■ Information given
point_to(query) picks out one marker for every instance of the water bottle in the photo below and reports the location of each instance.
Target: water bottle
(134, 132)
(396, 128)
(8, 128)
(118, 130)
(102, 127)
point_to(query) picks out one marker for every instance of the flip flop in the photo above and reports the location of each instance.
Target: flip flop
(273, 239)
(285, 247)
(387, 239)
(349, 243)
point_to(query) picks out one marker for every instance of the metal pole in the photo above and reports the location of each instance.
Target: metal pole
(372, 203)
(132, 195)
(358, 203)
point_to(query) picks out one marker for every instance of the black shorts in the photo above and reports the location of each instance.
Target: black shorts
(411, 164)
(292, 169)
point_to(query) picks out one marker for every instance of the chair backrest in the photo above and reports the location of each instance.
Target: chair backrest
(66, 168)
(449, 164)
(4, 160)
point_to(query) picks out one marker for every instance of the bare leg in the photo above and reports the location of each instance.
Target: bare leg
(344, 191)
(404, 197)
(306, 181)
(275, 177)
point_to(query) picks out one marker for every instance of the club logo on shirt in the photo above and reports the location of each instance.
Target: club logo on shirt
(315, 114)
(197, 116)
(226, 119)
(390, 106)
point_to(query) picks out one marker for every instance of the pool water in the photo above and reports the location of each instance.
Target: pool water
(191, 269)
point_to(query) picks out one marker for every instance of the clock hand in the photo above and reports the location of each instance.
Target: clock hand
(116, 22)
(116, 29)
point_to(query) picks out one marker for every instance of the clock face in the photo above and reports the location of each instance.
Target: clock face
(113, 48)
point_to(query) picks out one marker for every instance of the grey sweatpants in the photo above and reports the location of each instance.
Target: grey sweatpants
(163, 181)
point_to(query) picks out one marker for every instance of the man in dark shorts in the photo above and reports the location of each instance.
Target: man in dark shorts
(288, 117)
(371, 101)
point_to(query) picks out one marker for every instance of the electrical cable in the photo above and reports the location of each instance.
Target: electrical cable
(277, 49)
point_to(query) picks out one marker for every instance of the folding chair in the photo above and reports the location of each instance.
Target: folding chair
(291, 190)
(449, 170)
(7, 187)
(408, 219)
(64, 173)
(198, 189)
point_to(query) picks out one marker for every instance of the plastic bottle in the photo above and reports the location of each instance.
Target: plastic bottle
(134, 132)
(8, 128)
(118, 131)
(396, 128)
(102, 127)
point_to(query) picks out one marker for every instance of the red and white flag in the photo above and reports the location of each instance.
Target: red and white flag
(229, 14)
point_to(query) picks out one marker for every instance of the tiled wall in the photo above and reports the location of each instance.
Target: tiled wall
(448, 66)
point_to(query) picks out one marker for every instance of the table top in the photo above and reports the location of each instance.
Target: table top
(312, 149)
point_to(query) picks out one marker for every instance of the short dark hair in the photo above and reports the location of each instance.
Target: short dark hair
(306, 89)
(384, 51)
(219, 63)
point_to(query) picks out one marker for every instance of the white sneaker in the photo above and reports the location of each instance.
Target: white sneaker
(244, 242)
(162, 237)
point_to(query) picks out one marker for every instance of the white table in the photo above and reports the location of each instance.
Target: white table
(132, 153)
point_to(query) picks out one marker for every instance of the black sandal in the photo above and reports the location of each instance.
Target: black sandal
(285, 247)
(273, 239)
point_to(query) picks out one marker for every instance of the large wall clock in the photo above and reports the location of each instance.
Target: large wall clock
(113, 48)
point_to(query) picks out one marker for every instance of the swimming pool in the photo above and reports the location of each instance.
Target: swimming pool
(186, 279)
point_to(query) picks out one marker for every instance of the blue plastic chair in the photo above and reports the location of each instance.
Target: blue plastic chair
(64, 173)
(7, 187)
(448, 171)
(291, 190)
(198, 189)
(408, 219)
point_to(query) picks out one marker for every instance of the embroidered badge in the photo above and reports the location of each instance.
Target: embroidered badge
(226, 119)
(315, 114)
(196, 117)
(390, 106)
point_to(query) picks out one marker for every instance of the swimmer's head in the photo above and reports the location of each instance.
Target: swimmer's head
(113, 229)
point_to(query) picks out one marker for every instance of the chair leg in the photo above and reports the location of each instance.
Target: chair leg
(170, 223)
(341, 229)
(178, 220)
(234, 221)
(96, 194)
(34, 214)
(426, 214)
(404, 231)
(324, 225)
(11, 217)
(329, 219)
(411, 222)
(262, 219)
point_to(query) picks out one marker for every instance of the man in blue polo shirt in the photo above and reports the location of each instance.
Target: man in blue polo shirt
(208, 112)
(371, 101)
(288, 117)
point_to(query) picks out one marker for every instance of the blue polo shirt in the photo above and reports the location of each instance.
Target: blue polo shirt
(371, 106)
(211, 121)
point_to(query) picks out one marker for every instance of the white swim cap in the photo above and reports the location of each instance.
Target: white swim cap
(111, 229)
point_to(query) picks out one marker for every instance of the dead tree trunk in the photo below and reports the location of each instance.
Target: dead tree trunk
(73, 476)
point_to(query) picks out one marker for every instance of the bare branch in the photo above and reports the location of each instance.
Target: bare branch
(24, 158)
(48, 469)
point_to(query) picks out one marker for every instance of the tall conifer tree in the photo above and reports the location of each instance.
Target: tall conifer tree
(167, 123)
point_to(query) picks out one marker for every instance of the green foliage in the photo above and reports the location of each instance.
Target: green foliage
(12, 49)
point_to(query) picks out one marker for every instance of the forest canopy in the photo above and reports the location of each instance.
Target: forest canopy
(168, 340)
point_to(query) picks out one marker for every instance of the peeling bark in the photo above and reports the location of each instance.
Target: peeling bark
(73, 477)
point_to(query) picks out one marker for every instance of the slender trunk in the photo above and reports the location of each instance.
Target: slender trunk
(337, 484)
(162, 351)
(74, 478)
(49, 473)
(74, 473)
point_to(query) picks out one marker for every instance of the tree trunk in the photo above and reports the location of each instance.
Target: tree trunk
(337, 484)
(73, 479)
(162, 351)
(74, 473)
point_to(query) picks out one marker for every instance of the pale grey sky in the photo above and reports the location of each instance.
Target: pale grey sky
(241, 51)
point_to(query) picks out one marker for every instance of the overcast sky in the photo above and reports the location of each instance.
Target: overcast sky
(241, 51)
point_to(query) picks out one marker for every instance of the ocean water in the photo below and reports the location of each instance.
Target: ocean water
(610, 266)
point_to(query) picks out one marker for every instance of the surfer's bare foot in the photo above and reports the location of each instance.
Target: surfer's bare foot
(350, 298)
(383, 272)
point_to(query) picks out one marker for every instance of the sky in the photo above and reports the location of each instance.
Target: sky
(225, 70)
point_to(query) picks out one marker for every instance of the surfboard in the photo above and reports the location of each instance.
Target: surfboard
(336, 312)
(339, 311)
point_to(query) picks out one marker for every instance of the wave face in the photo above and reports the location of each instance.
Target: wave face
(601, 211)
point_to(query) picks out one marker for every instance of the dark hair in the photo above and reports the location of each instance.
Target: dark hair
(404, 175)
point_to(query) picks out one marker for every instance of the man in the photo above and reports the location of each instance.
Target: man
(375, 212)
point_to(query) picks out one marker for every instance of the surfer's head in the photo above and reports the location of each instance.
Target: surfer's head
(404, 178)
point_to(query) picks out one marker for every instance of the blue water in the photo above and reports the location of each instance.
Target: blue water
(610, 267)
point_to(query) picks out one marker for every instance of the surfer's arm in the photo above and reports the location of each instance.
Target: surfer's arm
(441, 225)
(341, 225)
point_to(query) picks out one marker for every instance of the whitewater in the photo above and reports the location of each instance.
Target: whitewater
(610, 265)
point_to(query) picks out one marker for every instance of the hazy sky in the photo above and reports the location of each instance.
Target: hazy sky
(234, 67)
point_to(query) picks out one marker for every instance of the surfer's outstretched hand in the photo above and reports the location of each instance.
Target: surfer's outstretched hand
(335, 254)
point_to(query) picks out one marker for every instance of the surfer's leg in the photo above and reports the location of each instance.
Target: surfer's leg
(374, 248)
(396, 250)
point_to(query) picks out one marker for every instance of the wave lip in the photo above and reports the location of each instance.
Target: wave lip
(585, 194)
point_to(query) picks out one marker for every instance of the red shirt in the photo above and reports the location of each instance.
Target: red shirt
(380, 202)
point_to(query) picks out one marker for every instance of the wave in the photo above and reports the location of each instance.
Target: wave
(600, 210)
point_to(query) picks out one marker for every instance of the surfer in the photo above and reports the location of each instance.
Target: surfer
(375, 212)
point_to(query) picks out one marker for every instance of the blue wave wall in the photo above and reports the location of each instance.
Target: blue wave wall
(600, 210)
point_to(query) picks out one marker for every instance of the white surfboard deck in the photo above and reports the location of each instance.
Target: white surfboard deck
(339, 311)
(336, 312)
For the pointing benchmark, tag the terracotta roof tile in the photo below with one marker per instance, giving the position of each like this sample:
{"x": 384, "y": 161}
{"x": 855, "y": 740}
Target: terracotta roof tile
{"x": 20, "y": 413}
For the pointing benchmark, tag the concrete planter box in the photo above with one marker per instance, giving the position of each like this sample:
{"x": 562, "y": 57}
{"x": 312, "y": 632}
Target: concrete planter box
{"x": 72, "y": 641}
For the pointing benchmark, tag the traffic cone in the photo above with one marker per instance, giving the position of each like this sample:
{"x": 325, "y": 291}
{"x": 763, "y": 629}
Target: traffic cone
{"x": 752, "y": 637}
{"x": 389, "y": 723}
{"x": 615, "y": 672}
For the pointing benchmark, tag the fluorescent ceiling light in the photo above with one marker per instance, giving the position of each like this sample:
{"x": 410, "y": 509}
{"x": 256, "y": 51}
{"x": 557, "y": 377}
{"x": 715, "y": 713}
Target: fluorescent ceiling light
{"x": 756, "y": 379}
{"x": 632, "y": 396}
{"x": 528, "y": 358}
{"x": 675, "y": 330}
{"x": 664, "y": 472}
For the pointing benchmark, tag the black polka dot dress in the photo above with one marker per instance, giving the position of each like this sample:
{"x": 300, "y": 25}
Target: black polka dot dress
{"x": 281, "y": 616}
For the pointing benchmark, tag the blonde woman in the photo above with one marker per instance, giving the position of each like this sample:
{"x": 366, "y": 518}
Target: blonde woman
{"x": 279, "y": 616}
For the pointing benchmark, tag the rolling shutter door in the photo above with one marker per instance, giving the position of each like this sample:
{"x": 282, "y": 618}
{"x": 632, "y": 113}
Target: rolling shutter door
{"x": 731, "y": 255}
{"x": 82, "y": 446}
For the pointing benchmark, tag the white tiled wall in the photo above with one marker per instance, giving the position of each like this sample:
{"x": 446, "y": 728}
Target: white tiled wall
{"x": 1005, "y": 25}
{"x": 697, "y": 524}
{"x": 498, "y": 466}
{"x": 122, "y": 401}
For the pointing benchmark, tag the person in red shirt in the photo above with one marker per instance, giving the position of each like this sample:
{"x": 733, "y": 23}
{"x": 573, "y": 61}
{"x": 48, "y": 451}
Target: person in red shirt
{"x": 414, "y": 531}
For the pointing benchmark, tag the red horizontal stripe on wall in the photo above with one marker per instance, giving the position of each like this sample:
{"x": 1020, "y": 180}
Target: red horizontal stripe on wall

■ Task goal
Find "For the pointing benchmark, tag the person" in the data above, then repeat that line and all lines after it exactly, ending with the final line.

■ Exercise solution
For the pointing benchmark, tag the person in red shirt in the photo above with one marker per instance, giving the position of each like this sample:
{"x": 733, "y": 23}
{"x": 573, "y": 61}
{"x": 48, "y": 451}
Target: person in red shirt
{"x": 414, "y": 531}
For the pointing benchmark, tag the red horizontal stripe on wall in the photo above with one marker per instance, giving the position of each like this sample:
{"x": 1020, "y": 180}
Target: red horizontal stripe on wall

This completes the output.